(Stored entries)

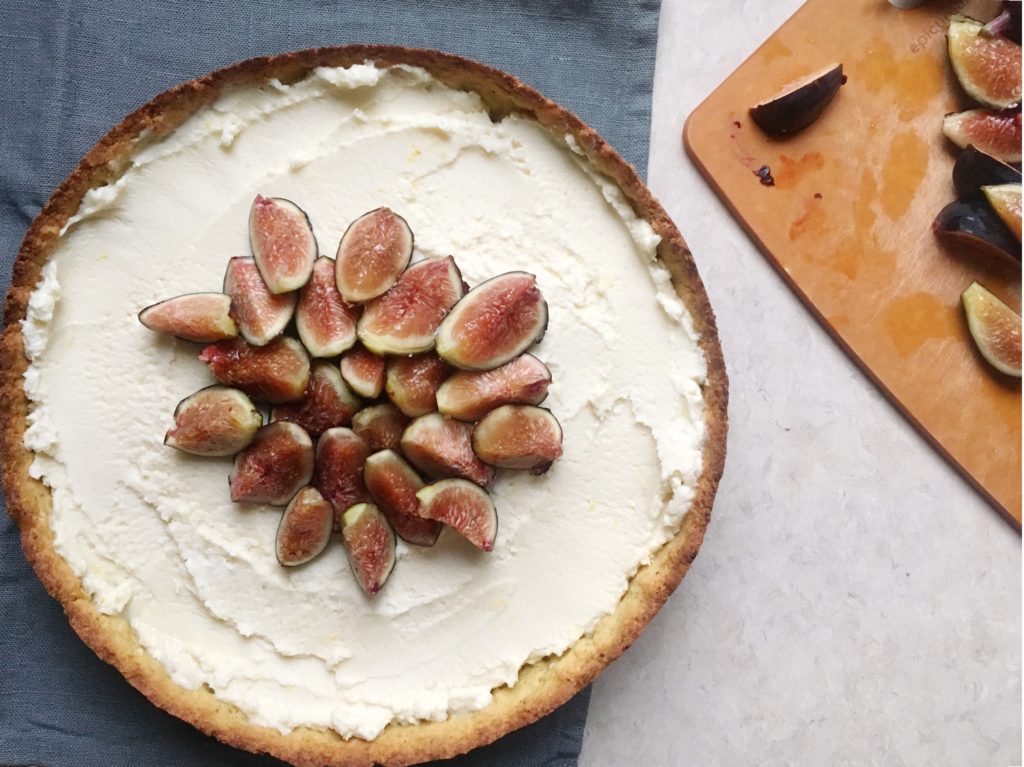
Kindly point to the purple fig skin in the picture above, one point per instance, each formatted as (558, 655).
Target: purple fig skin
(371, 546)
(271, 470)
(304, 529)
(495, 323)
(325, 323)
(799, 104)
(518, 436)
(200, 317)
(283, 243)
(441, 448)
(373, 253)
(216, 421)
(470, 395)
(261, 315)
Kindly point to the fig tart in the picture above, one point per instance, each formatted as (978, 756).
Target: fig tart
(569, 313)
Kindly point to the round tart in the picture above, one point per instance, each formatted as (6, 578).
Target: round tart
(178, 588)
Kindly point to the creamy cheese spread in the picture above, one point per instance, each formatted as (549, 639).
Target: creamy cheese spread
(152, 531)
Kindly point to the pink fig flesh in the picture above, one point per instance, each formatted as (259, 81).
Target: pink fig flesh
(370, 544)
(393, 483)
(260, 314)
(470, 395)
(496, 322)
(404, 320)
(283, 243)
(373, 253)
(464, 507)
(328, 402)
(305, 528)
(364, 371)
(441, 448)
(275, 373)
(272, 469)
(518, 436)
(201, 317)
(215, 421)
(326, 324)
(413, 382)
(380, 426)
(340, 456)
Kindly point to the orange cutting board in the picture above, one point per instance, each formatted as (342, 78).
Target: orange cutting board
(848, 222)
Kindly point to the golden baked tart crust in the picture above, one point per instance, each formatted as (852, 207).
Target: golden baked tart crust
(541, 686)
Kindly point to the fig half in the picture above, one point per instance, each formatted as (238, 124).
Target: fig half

Your instructions
Both end lines included, restate word for word the lines above from the line with "Target: round tart" to the line with "Kindly point to the pink", and nothing else.

Problem solution
Target: round tart
(178, 588)
Kindly point to the creamy cheese spread in the picture above, one point per instance, each formatted as (549, 639).
Target: creamy cheese spread
(152, 531)
Kindly point to the pink fig flesh in the picture above, one point per instance, each formatted as (259, 81).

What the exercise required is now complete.